_Reading passage:_
[Networkit] How to read in a large graph (and output a sparse matrix)
Obada Mahdi
omahdi at gmail.com
Sun Aug 14 21:00:39 CEST 2016
Hi!
NetworKit's internal graph representation is not aimed at being the most
compact representation for sparse graphs and trades space for
flexibility (e.g. efficient updating). The adjacency list structure used
by networkit.Graph does add considerable overhead, which may not be an
appropriate choice for a simple scenario like using it as an
intermediate representation for converting graph formats.
The easiest solution may be to just circumvent NetworKit altogether and
directly populate a scipy representation which can then be saved out. I
will include an example script below.
Looking at NetworKit's source, it seems that it does indeed use quite
some memory. While there may be some room for optimization, much of what
could be considered "overhead" for a simple conversion task is based on
design decisions of NetworKit, which opts for sort of an all-purpose
implementation that allows for efficient update operations in the
context of dynamic graphs.
On 11.08.2016 11:22, Maximilian Vogel wrote:
[reading an edge list with non-contiguous IDs; m=62500000, n~m/2]
> On 02.08.2016 17:26, Raphael C wrote:
> Well, that's actually what the reader should do when passing
> continuous=False. I'm quite surprised that 8GB are not sufficient.

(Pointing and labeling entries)
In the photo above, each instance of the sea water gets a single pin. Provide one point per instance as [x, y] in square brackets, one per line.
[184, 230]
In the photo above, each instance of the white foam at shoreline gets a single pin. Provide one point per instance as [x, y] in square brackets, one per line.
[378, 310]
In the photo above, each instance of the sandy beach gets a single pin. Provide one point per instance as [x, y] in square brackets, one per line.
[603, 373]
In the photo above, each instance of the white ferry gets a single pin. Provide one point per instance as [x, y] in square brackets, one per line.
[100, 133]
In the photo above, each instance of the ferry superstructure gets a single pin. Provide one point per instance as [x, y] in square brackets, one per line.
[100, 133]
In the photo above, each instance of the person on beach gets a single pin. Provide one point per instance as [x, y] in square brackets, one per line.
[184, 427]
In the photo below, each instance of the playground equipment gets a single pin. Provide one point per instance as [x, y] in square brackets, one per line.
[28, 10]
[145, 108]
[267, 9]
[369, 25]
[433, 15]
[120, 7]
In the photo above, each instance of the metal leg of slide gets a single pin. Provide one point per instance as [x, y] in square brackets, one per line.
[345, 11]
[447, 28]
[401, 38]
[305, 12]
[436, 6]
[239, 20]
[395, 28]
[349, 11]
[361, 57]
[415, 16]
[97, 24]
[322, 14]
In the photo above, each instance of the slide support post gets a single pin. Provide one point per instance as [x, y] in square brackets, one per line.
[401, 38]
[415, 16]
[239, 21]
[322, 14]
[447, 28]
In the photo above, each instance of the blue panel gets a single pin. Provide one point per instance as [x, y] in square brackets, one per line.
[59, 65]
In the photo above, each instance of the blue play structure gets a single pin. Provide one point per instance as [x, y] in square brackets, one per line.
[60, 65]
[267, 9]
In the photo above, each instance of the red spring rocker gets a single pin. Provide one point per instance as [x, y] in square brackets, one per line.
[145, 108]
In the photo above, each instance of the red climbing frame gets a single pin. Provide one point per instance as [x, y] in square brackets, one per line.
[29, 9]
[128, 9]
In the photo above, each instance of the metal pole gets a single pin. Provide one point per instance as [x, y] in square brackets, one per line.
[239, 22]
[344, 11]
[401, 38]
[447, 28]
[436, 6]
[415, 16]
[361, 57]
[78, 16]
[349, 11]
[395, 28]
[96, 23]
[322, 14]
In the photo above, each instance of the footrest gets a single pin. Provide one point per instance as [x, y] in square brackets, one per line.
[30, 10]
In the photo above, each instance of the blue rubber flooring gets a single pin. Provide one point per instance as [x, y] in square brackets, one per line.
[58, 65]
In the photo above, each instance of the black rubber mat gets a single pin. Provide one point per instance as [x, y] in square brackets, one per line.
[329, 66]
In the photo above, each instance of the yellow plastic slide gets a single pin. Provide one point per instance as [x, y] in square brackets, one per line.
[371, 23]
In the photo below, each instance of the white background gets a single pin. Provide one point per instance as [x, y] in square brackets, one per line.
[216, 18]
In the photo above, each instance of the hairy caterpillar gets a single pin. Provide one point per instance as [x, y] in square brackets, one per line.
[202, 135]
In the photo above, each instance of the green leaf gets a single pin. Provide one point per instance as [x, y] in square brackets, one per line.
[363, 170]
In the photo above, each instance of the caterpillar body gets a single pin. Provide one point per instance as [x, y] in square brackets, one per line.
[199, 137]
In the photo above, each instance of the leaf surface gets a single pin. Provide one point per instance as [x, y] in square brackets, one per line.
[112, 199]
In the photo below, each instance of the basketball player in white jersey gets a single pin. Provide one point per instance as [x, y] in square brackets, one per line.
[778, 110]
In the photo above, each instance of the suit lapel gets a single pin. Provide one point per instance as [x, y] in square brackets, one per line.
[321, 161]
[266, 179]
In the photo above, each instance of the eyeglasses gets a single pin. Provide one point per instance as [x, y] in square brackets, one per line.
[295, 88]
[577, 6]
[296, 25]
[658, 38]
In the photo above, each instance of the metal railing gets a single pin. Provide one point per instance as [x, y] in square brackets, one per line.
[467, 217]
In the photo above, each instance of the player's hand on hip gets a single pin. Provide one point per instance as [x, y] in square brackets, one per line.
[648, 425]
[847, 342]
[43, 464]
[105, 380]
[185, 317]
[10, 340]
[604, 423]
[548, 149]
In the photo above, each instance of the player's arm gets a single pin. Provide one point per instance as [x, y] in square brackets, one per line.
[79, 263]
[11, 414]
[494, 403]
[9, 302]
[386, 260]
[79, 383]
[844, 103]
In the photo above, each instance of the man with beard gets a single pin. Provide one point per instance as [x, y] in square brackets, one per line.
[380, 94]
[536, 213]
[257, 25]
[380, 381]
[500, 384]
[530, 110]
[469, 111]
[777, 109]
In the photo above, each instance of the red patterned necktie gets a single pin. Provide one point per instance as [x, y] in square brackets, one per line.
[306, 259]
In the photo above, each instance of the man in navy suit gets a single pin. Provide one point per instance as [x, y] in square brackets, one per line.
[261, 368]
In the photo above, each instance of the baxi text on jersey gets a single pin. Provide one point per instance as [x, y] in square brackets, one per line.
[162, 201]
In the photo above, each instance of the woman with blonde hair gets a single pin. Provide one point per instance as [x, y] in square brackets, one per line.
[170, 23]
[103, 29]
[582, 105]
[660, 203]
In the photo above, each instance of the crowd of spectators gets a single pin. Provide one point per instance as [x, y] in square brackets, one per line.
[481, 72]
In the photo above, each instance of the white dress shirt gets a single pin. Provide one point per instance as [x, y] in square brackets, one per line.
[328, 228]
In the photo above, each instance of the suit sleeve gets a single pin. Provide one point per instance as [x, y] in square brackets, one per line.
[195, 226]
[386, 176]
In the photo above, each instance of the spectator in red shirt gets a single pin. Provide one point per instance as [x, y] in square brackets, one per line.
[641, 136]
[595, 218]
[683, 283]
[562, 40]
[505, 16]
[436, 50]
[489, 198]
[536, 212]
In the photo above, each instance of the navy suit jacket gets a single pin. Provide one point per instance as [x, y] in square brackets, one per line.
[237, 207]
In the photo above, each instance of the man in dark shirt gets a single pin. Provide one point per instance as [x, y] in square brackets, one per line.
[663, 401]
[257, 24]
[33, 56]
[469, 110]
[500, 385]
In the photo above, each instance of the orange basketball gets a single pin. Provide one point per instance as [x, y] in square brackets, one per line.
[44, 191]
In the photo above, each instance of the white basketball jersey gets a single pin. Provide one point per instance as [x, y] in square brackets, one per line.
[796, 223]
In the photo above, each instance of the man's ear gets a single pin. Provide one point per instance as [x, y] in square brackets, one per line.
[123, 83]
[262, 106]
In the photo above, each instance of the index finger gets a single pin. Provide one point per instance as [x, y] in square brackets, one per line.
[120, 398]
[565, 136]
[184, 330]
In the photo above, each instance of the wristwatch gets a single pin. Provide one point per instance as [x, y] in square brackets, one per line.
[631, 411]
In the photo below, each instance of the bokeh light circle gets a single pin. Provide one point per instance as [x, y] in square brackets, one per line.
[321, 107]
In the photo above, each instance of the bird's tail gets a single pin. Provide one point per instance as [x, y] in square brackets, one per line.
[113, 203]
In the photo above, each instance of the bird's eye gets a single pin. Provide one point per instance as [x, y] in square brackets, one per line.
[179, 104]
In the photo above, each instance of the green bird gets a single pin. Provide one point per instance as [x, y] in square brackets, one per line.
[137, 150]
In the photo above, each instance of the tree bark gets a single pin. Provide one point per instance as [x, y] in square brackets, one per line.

_Tasks to perform:_
1. Name every person mentioned in the NetworKit mailing-list post.
2. Condense the paragraph of the NetworKit mailing-list post that begins "NetworKit's internal graph representation" into two sentences, retaining its main facts.
3. Extend the NetworKit mailing-list post beyond its final line.

_Final answers:_
1. Obada Mahdi, Maximilian Vogel, Raphael C

2. NetworKit's internal graph representation is not designed to be the most compact for sparse graphs, since it trades space for flexibility such as efficient updating. The adjacency list structure in networkit.Graph therefore adds considerable overhead, which may be unsuitable for a simple task like serving as an intermediate representation when converting graph formats.

3.
Actually, it may not be such a surprise after all. The adjacency list
representation used by networkit.Graph uses a number of *separate*
arrays of arrays (represented as instances of std::vector), where each
top-level array is indexed by node ID. The memory required for
representing a weighted, undirected graph with m edges and n nodes includes:
- edge weights: (3*n + 2*m)*8 bytes
Edge weights are stored in a std::vector of std::vector [1], which
requires three pointers (3x64bit on x86_64) per node just for managing
the dynamic lists, plus 2x64bit (two "edgeweight", which is defined as
"double" [2]) per edge, effectively storing an undirected edge as two
reciprocal directed arcs.
Note: The current implementation ("Dev" branch) seems to be a bit buggy,
or at least inconsistent. In Graph::addNode() [3], the std::vector
inEdgeWeights is initialized to a copy of an empty vector for every node
even for undirected weighted graphs, which means it uses up additional
(3*n)*8 bytes that should never be accessed (they remain empty, only
outEdgeWeights seem to be used for undirected graphs).
- node IDs: (3*n + 2*m)*8 bytes
Adjacent node IDs corresponding to edge weights are stored like edge
weights, with the value indicating the ID of the neighboring node.
Again, one undirected edge is treated as two directed arcs.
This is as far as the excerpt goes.